REQUIRED WORK:
1) Please condense the paragraph of the event recap that begins "I enjoyed the middleweight title fight" into a bulleted list, keeping its main facts.
2) Answer these questions from the event recap, one line each:
(a) How long did Daniel Cormier's win against Jason Riley take?
(b) By what score was Bobby Lashley winning when he gassed out?
(c) Who did the writer feel was landing too much against King Mo in the main event?

SELECTED EXTRACT:
******
Saturday's "Strikeforce: Houston" was quite the interesting show. We had awful officiating, upsets and two new champions. Here are my thoughts:

You have to be impressed with Daniel Cormier. Three fights in four weeks? Two heavyweight title fights? No problem. Cormier breezed through his mini-gauntlet, winning all three bouts, including his 62 second win against Jason Riley on Saturday. Cormier is still learning, but you can't discount the experience he's gained in this short time span. The term "world-class" is thrown out a lot in regards to wrestlers, and most of the time, it's no close to being the case. For Cormier, a two-time Olympian, it's absolutely true. At any weight, being a great wrestler is advantageous. At heavyweight, I feel like it's a huge advantage. Add in the fact that Cormier's striking game seems to be coming along well and I think we might have a very good mixed martial artist on our hands here.

Someone who's not is Bobby Lashley. It might seem absurd to say, but is it time for Lashley to pack it up and call it a day in MMA? What we saw Saturday was just strange. He showed no killer instinct, managed to get stood up out of the mount and gassed out in a fight he was winning 20-18. This was just a bizarre fight and Lashley, considering his age and lack of progress to this point, needs to seriously evaluate his goals in relation to this sport. He's not making any noticeable progress and that likely won't come. A fight with Dave Batista might be the only thing left (and that fight is easier to make now with a Lashley loss, actually), but that is not a pay-per-view fight anymore. A CBS fight, maybe. But that would not be a good display of MMA on network television, although that hasn't stopped anything before.

It's good to see KJ Noons back to his old ways. Stopping Jorge Gurgel with punches has never been done before and Noons laid it on him. That being said, this was another strange fight. Noons drilled Gurgel after the bell of the first round, hurting him badly. Yet, it seemed like nothing was made of this. It should've been, at the very least, a point deduction, or at worst, a disqualification. But for nothing to happen is absurd. I was watching a fight on "Friday Night Fights" a few weeks back where a fighter was deemed unable to continue after being drilled with the second punch of a combo after the bell. It certainly wasn't intentional, but the blow ended the fight. This was after the 8th round. So the fouling fighter was docked two points and it went to the scorecards. He still won, but the point I'm making is at least something was done. It was a prudent decision by the referee. That was not the case here. It's debatable whether Gurgel should've been able to even continue or not. Then the referee again takes his sweet time in making the stoppage after a clearly not-OK Gurgel gets dropped with an absolutely vicious two-punch combo to start the second round. Completely absurd and embarrassing series of officiating follies here. Could Nick Diaz be next for Noons?

I enjoyed the middleweight title fight between Jacare Souza and Tim Kennedy. To some extent, I think we saw two fighters who respected each maybe a bit too much. They didn't really let it fly until the 5th round. The final 15 seconds were the most exciting of this one. As for the decision, I believe the right fighter won. It's unfortunate, though, that we didn't get to see Jacare's ground game, nor did we really get to see Kennedy seriously pushed, either. This was a missed opportunity to see these two grapple, which I believe would've been very good.

I don't know what more to say about the main event than I did on the radio show. King Mo definitely got away from his wrestling. The fight was either 1-1 or 2-0 Mo after two rounds depending on who you asked, but I had a feeling that Rafael Feijao was just landing too much and that would eventually catch up with Lawal. It did. Feijao came into this fight very undervalued in my opinion. Nobody was picking him to win, but he certainly had (and has) the striking skills to win this sort of fight. The outcome of this fight wasn't out of the realm of possibilities, not by a long shot. I think when Lawal looks back on this fight, he's going to regret his performance. This was a missed opportunity for sure. There's no doubt he'll come back stronger. As I've written time and time again, high-level wrestlers seem to have more resilience than any other breed of fighter. Lawal is so smart that he'll recognize and work on what needs to be worked on.
******
SUPPLIED RECORDS:
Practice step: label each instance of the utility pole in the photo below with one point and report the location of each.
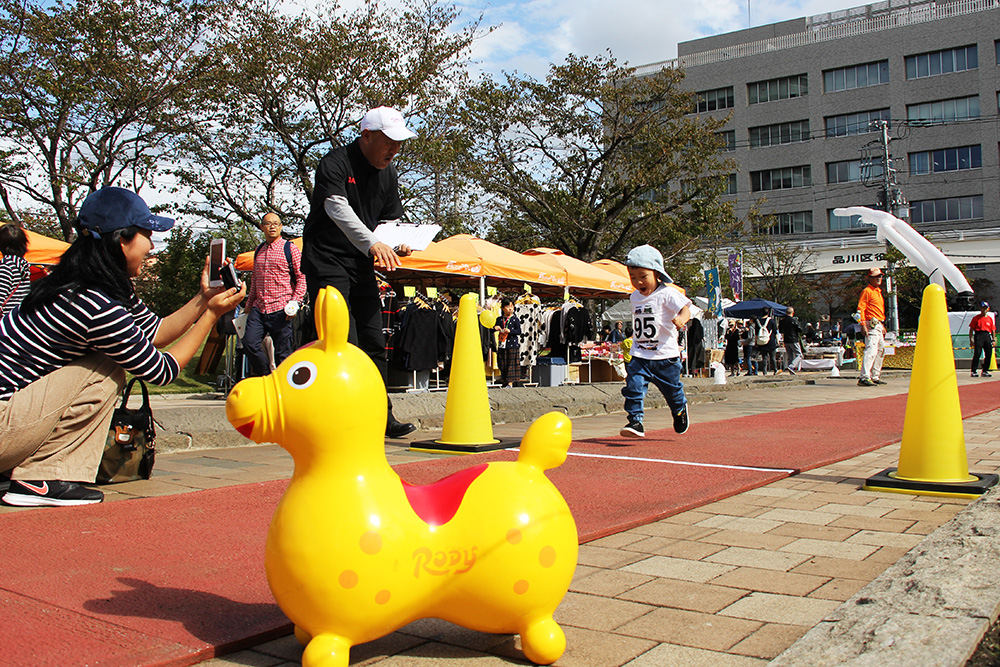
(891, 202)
******
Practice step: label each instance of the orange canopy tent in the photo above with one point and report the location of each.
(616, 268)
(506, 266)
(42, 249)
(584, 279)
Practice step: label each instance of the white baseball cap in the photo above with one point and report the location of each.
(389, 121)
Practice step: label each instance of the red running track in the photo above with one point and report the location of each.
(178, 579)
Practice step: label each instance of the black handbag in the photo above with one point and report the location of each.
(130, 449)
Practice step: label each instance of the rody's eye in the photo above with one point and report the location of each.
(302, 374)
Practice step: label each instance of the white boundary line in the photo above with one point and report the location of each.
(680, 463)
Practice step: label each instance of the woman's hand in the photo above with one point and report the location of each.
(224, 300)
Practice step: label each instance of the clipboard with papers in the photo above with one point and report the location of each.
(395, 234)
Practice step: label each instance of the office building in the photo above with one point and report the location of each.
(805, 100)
******
THE REPLIES:
1)
- The middleweight title fight was between Jacare Souza and Tim Kennedy.
- The two fighters seemed to respect each other too much and didn't really let loose until the 5th round.
- The final 15 seconds were the most exciting part.
- The writer believes the right fighter won the decision.
- Jacare's ground game never came into play, and Kennedy was never seriously pushed.
- It was a missed opportunity to see the two grapple.

2)
(a) 62 seconds
(b) 20-18
(c) Rafael Feijao